• _Your goal_: Take the entries below and print all of them exactly, please.

• _Data provided_:
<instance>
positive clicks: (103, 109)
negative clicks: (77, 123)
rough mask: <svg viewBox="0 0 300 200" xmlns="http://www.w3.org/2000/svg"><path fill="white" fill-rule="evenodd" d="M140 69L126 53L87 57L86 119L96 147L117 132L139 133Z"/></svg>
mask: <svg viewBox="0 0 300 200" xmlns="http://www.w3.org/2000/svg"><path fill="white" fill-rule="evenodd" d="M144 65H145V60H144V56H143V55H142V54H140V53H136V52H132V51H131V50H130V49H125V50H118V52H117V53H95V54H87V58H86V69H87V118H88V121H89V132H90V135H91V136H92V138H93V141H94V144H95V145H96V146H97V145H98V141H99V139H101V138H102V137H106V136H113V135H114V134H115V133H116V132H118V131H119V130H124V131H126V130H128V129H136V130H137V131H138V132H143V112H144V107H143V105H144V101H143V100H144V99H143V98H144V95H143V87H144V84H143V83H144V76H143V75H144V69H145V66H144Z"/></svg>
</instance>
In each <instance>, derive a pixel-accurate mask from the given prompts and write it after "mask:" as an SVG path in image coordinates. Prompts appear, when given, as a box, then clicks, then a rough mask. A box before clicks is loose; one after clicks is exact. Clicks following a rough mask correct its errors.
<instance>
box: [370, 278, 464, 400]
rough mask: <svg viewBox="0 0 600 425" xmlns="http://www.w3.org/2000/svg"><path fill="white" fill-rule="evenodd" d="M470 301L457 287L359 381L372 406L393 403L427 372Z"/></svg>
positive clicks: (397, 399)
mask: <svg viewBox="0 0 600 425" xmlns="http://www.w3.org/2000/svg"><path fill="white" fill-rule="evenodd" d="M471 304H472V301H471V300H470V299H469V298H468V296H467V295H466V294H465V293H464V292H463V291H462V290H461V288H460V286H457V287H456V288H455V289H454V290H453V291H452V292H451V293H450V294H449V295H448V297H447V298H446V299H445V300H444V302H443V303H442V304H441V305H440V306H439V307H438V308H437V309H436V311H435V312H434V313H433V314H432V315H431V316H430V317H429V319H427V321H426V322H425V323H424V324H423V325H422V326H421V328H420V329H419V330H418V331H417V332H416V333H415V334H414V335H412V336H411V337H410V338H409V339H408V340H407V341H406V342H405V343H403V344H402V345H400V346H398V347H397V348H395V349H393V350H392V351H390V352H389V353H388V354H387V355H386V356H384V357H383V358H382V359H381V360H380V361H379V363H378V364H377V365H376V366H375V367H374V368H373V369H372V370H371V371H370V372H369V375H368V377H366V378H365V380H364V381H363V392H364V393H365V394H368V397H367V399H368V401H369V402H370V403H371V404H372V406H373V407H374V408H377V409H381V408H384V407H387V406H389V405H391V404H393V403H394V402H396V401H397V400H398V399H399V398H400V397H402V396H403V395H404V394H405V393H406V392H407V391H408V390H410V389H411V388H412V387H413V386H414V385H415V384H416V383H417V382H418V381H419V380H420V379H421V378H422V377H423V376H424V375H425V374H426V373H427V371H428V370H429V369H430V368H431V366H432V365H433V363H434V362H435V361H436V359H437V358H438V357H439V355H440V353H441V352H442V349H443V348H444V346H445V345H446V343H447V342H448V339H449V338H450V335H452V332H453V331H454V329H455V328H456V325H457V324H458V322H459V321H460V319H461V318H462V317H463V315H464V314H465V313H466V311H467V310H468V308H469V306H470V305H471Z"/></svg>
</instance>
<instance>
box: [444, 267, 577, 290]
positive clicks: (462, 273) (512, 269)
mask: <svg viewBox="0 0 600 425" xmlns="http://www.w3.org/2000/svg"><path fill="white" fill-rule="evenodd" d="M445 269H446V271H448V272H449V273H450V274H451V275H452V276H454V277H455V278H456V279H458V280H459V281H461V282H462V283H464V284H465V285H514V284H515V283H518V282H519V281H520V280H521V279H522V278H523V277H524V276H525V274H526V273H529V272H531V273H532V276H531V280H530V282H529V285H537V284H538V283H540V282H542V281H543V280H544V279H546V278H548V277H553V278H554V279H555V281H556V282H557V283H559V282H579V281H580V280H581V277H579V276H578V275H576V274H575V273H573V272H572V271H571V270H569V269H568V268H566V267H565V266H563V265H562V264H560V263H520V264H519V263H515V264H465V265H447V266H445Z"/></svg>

• _Output for this task_:
<instance>
positive clicks: (103, 109)
negative clicks: (77, 123)
rough mask: <svg viewBox="0 0 300 200" xmlns="http://www.w3.org/2000/svg"><path fill="white" fill-rule="evenodd" d="M140 69L126 53L87 57L86 119L96 147L117 132L139 133Z"/></svg>
mask: <svg viewBox="0 0 300 200" xmlns="http://www.w3.org/2000/svg"><path fill="white" fill-rule="evenodd" d="M144 65H145V60H144V56H143V55H142V54H140V53H136V52H132V51H131V50H130V49H125V50H118V52H117V53H95V54H87V58H86V69H87V118H88V121H89V132H90V135H91V136H92V138H93V141H94V144H95V145H96V146H97V145H98V141H99V139H101V138H102V137H106V136H113V135H114V134H115V133H116V132H118V131H119V130H124V131H126V130H128V129H136V130H137V131H138V132H143V112H144V107H143V105H144V101H143V100H144V99H143V98H144V95H143V87H144V84H143V83H144V76H143V75H144V69H145V66H144Z"/></svg>
</instance>
In each <instance>, derive a pixel-accurate mask from the given prompts and write it after "mask:" as an SVG path in image coordinates. Prompts appear, when given, as a box, then clicks, then a rough mask. A box before clicks is loose; one after clicks is exact. Clicks following a rough mask correct its errors.
<instance>
box: [370, 278, 464, 400]
rough mask: <svg viewBox="0 0 600 425" xmlns="http://www.w3.org/2000/svg"><path fill="white" fill-rule="evenodd" d="M470 301L457 287L359 381L372 406L393 403L427 372Z"/></svg>
positive clicks: (397, 399)
mask: <svg viewBox="0 0 600 425" xmlns="http://www.w3.org/2000/svg"><path fill="white" fill-rule="evenodd" d="M471 304H472V301H471V300H470V299H469V298H468V296H467V295H466V294H465V293H464V292H463V291H462V290H461V288H460V286H457V287H456V288H455V289H454V290H453V291H452V292H451V293H450V294H449V295H448V297H447V298H446V299H445V300H444V302H443V303H442V304H441V305H440V306H439V307H438V308H437V309H436V311H435V312H434V313H433V314H432V315H431V316H430V317H429V319H427V321H426V322H425V323H424V324H423V325H422V326H421V328H420V329H419V330H418V331H417V332H416V333H415V334H414V335H412V336H411V337H410V338H409V339H408V340H407V341H406V342H405V343H403V344H402V345H400V346H398V347H397V348H395V349H393V350H392V351H390V352H389V353H388V354H387V355H386V356H384V357H383V358H382V359H381V360H380V361H379V363H378V364H377V365H376V366H375V367H374V368H373V369H372V370H371V371H370V372H369V375H368V377H366V378H365V380H364V381H363V392H364V393H365V394H368V397H367V399H368V401H369V402H370V403H371V404H372V406H373V407H374V408H377V409H381V408H384V407H387V406H389V405H391V404H393V403H394V402H396V401H397V400H398V399H399V398H400V397H402V396H403V395H404V394H405V393H406V392H407V391H408V390H410V389H411V388H412V387H413V386H414V385H415V384H416V383H417V382H418V381H419V380H420V379H421V378H422V377H423V376H424V375H425V374H426V373H427V371H428V370H429V369H430V368H431V366H432V365H433V363H434V362H435V361H436V359H437V358H438V357H439V355H440V353H441V352H442V349H443V348H444V346H445V345H446V343H447V342H448V339H449V338H450V335H452V332H453V331H454V329H455V328H456V325H457V324H458V322H459V321H460V319H461V318H462V317H463V315H464V314H465V313H466V311H467V310H468V308H469V306H470V305H471Z"/></svg>
</instance>
<instance>
box: [444, 267, 577, 290]
positive clicks: (462, 273) (512, 269)
mask: <svg viewBox="0 0 600 425" xmlns="http://www.w3.org/2000/svg"><path fill="white" fill-rule="evenodd" d="M445 269H446V271H448V272H449V273H450V274H451V275H452V276H454V277H455V278H456V279H458V280H459V281H461V282H462V283H464V284H465V285H514V284H515V283H518V282H519V281H520V280H521V279H522V278H523V277H524V276H525V274H526V273H529V272H531V273H532V276H531V280H530V282H529V285H537V284H538V283H540V282H542V281H543V280H544V279H546V278H548V277H553V278H554V279H555V281H556V282H557V283H559V282H579V281H580V280H581V277H579V276H578V275H576V274H575V273H573V272H572V271H571V270H569V269H568V268H566V267H565V266H563V265H562V264H560V263H520V264H519V263H515V264H465V265H447V266H445Z"/></svg>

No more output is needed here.